* start *

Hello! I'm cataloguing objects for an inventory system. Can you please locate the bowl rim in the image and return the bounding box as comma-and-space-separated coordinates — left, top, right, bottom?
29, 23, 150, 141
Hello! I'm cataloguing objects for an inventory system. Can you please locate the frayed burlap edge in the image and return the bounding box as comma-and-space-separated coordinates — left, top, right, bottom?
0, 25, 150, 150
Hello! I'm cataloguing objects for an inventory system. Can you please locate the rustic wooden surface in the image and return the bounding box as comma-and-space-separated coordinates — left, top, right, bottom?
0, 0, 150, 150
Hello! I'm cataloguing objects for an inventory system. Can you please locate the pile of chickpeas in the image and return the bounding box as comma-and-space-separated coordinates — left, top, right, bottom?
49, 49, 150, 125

* end *

EXERCISE: Output each of the records above verbatim, in their original order, with no changes to wording, spacing, or punctuation.

PROBLEM SOLUTION:
Hello! I'm cataloguing objects for an inventory system. Can you please locate the bowl rim in the image and return the bounding box as comma-and-space-separated coordinates — left, top, right, bottom?
29, 23, 150, 141
Hello! I'm cataloguing objects for an inventory system. Can you please locate the frayed burlap edge in the image and return the bounding box as comma-and-space-separated coordinates — left, top, right, bottom?
0, 25, 150, 150
Hello! I'm cataloguing objects for an inventory system. Can you please locate the rustic wooden surface in the image and return the bounding box as comma-and-space-separated coordinates — left, top, right, bottom?
0, 0, 150, 150
Hello! I'm cataloguing objects for an inventory system. Can you please locate the pile of chickpeas in the image and return the bounding box as comma-and-space-separated coordinates — left, top, right, bottom?
49, 49, 150, 125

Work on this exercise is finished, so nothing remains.